*** Selection

Please note that the replace command is actually required in this example, because the parser understands that

private TYPE FIELD_NAME = "";

is creating a variable, whereas

private TYPE concat_id(_, PROP_NAME) = "";

would just confuse the parser: the code appears to be declaring a method called concat_id and assigning a value to it.

Note: when using replace inside unroll one should generally include curly braces (i.e. replace (...) {...}) so that there are two sets of braces in total. The reason is that when unroll is done, the outer braces disappear, which means that if you didn’t use braces with replace, your replace command applies to the entire rest of the block instead of the small bit of code you intended.

Automagic field generation

I don’t know about you, but I write a lot of “simple” classes and structs, particularly the kind known as “plain-old data” or POD, meaning, little groups of fields like this:

public class FullAddress
{
	public readonly string Address;
	public readonly string City;
	public readonly string Province;
	public readonly string Country;
	public readonly string PostalCode;
	internal FullAddress(string address, string city, 
	                string province, string country, 
	                string postalCode, bool log = false)
	{
		Address = address;
		City = city;
		Province = province;
		Country = country;
		PostalCode = postalCode;
		if (Address != null && City == null)
			throw new ArgumentException("Hey, you forgot the city!");
		if (log)
			Trace.WriteLine("OMG a new address was just created!!!");
	}
	...
}

You don’t have to write classes like this very many times before you start to get annoyed at having to repeat the same information over and over: each of “address”, “city”, “province”, “country” and “postalCode” are repeated four times with varying case, “string” is repeated ten times, and “FullAddress” is repeated twice (three times if you add a default constructor).

******
*** Dataset entries

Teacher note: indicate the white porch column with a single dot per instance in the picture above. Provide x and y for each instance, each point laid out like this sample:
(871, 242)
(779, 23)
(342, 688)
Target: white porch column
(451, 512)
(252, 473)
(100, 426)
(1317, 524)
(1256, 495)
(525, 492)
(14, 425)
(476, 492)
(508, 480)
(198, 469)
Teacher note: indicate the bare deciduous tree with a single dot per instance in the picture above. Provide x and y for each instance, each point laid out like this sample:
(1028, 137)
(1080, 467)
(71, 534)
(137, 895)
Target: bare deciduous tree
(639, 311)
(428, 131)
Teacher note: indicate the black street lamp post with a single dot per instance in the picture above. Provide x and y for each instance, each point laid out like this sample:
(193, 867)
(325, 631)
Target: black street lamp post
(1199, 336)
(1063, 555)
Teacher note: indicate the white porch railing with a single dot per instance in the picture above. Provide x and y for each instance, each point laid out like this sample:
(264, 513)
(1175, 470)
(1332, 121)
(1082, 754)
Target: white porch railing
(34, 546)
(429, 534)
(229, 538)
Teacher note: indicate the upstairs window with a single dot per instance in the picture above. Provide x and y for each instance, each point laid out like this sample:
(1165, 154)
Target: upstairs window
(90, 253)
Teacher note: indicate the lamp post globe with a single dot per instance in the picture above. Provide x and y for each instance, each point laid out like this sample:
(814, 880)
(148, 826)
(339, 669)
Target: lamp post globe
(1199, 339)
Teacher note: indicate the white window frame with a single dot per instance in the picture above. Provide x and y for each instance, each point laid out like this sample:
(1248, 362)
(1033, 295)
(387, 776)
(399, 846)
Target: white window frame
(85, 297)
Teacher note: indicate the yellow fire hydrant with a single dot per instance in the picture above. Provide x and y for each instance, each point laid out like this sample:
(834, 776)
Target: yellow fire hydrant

******

Extend the passage on automatic field generation, beginning right after its final sentence. These entries were taken from a separate source.

▶ _Written reply_:
With LeMP and Enhanced C# you get the same effect with much shorter code:

public class FullAddress {
	internal this(
		public readonly string Address,
		public readonly string City,
  	 		public readonly string Province,
		public readonly string Country,
		public readonly string PostalCode,
		bool log = false) 
	{
		if (Address != null && City == null)
			throw new ArgumentException("Hey, you forgot the city!");
		if (log)
			Trace.WriteLine("OMG a new address was just created!!!");
	}
	...
}

As explained on the home page, this code generates virtually identical output to the original class above.

A feature similar to this was being considered for C# 6, called “primary constructors”. They looked like this:

struct Pair<T>(T first, T second)
{
	public T First { get; } = first;
	public T Second { get; } = second;
	...
}

But primary constructors were limited:

You couldn’t easily validate the constructor parameters, as I have done in FullAddress.
You couldn’t take an action that wasn’t related to assigning a constructor parameter to a field or property, as I have done with log.
The constructor was forced to be public (FullAddress has an internal constructor).

In contrast, the feature I’m showing you actually has nothing to do with constructors. True story, when I wrote the unit tests for this feature and I forgot to test it on constructors… so naturally, it didn’t work on constructors.

This macro, also known as SetOrCreateMember, will work on any method, and you can use the set attribute to merely change a field instead of creating a field:

/// Input
string _existingField;
public float SetUpSquare(set string _existingField, 
                         private int _createNewField,
                         float num) { return num*num; }

/// Output
string _existingField;
private int _createNewField;
public float SetUpFields(string existingField, int createNewField, float num)
{
	_existingField = existingField;
	_createNewField = createNewField;
	return num * num;
}

Installing LeMP

LeMP Standalone

If you like this tool, you’ll want to run it, so follow the installation instructions. If you’d like to run it on Linux, LeMP also has a built-in editor (e.g. run mono LeMP.exe --editor)

To use the custom tool,

create an empty text file with a .ecs extension (e.g. hello.ecs)
write something in it (e.g. using System;)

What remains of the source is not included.